Leave out the pictures and repeat the data exactly.

**Provided entries**
-*-*-

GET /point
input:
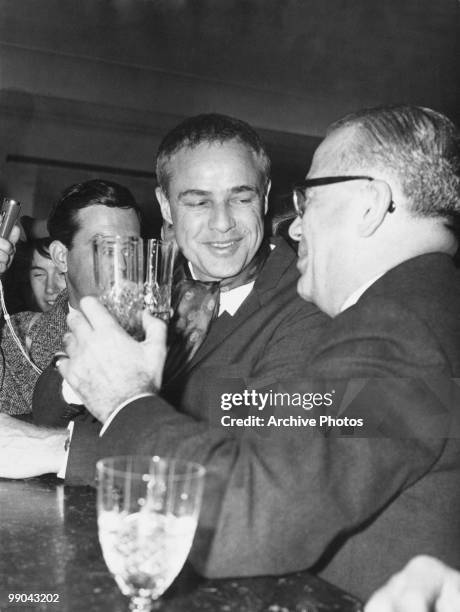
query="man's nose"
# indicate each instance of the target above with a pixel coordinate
(295, 229)
(52, 284)
(221, 218)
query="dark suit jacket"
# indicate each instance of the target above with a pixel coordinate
(266, 339)
(352, 508)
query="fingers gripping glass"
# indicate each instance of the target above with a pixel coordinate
(299, 191)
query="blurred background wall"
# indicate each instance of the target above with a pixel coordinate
(89, 87)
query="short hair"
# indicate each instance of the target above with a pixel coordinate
(419, 146)
(209, 128)
(63, 222)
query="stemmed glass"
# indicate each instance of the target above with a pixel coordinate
(148, 511)
(119, 275)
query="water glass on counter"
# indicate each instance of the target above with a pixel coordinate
(148, 511)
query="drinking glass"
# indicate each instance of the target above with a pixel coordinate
(119, 274)
(147, 516)
(159, 273)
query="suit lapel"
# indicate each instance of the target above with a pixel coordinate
(273, 270)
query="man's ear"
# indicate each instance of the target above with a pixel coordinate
(58, 252)
(164, 205)
(267, 191)
(376, 202)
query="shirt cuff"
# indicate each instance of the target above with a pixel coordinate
(119, 408)
(62, 471)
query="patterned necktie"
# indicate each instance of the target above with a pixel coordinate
(196, 305)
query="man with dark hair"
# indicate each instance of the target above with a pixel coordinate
(292, 496)
(240, 317)
(83, 211)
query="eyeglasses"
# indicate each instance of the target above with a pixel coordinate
(299, 197)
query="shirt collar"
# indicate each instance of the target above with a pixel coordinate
(354, 297)
(231, 300)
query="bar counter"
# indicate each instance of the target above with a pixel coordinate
(49, 547)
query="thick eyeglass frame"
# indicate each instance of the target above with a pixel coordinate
(326, 180)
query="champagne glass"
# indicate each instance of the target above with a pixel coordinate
(159, 275)
(119, 274)
(147, 516)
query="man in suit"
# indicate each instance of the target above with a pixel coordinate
(355, 499)
(83, 211)
(213, 183)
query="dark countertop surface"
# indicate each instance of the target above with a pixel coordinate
(49, 545)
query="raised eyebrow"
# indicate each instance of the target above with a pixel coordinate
(197, 192)
(243, 188)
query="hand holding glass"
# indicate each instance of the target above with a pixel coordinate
(147, 516)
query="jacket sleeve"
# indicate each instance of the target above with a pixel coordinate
(289, 491)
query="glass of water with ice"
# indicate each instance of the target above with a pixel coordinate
(148, 511)
(119, 274)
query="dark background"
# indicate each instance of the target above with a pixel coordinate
(89, 87)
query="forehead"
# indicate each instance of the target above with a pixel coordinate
(331, 154)
(39, 260)
(98, 219)
(213, 166)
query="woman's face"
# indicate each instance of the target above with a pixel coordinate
(46, 281)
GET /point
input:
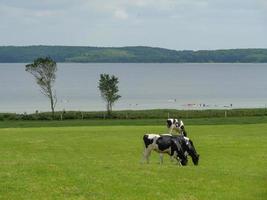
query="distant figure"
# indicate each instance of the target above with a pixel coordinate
(177, 125)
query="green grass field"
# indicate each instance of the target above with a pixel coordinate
(93, 162)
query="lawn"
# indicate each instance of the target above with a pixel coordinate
(94, 162)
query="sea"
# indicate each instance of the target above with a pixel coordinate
(141, 86)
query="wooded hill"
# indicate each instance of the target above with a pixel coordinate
(138, 54)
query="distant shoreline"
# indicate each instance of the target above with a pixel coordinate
(132, 54)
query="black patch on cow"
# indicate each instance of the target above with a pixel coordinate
(164, 142)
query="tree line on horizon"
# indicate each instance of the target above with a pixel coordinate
(44, 71)
(138, 54)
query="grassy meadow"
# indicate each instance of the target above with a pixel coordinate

-*-*-

**Correct answer**
GET /point
input:
query="man's nose"
# indicate each instance of the target above with a pixel coordinate
(295, 229)
(52, 284)
(221, 218)
query="dark suit jacket"
# indicate each instance of the target above with a pixel coordinate
(266, 339)
(352, 508)
query="fingers gripping glass"
# indicate each instance of the target above with a pixel coordinate
(299, 191)
query="blurred background wall"
# indicate each instance of the target above with a pixel coordinate
(89, 87)
query="short hair"
# indicate each instance of the target above with a pixel coordinate
(419, 146)
(209, 128)
(63, 222)
query="stemmed glass"
# indicate each instance of the target above with a pixel coordinate
(148, 511)
(119, 275)
query="water glass on counter"
# indicate each instance of the target above with a pixel coordinate
(148, 511)
query="drinking glass"
# indicate each instance of the target above with a pixel coordinate
(119, 274)
(147, 516)
(159, 273)
query="suit lapel"
# indicate each instance of the target above with a pixel coordinate
(273, 270)
query="man's ear"
# indicate each instance of the target above with a pixel coordinate
(58, 252)
(164, 205)
(267, 191)
(376, 202)
query="shirt cuff"
# indicate each instance of the target above with a pixel coordinate
(119, 408)
(62, 471)
query="patterned necktie"
# indicate each instance of the target above with a pixel coordinate
(196, 305)
query="man with dark hair"
# indicate each instance of the target above with a pixel coordinate
(292, 496)
(240, 317)
(83, 211)
query="eyeglasses"
# indicate each instance of the target above with a pixel coordinate
(299, 197)
query="shirt collar"
# indicate each instance of the target above with a pixel coordinate
(354, 297)
(231, 300)
query="bar counter"
# indicate each instance of the target above with a pixel coordinate
(49, 547)
query="thick eyeglass frame"
# indicate each instance of the target above with a pixel coordinate
(326, 180)
query="champagne glass"
# indicate each instance of the target above with a pixel coordinate
(159, 275)
(119, 274)
(147, 516)
query="man in suit"
# indicate each instance of the target above with a pixel coordinate
(355, 499)
(83, 211)
(213, 183)
query="dark countertop surface"
# indicate each instance of the target above with a pixel coordinate
(49, 545)
query="raised eyebrow"
# indicate each instance of the target above with a pixel coordinate
(197, 192)
(243, 188)
query="hand holding glass"
# indicate each instance of the target above with a pixel coordinate
(147, 516)
query="jacket sleeve"
# indicate each instance of the target above with a pixel coordinate
(289, 491)
query="glass of water with ice"
# indicate each instance of the target above with a pixel coordinate
(148, 511)
(119, 274)
query="dark background"
# indicate each instance of the target above with a pixel coordinate
(89, 87)
query="forehead"
# indicate each instance of the target above with a pixel coordinate
(331, 154)
(39, 260)
(98, 219)
(213, 166)
query="woman's face"
# indicate each instance of the target above with a pixel coordinate
(46, 281)
GET /point
input:
query="distant figure"
# indicate each instance of the target above with a pixel coordinate
(177, 125)
query="green grass field"
# indicate each instance of the target above with a pixel coordinate
(93, 162)
query="lawn"
# indicate each instance of the target above with a pixel coordinate
(94, 162)
query="sea"
# indicate each instance of the target above with a pixel coordinate
(141, 86)
query="wooded hill"
# indicate each instance of the target above with a pixel coordinate
(138, 54)
query="distant shoreline"
# indicate each instance of the target above with a pixel coordinate
(132, 54)
query="black patch on cow"
# indicate each instance of the target above with a pixel coordinate
(164, 142)
query="tree line on horizon"
# indicate each instance of the target above with a pixel coordinate
(44, 71)
(138, 54)
query="grassy meadow"
# indicate each instance of the target above with a pixel coordinate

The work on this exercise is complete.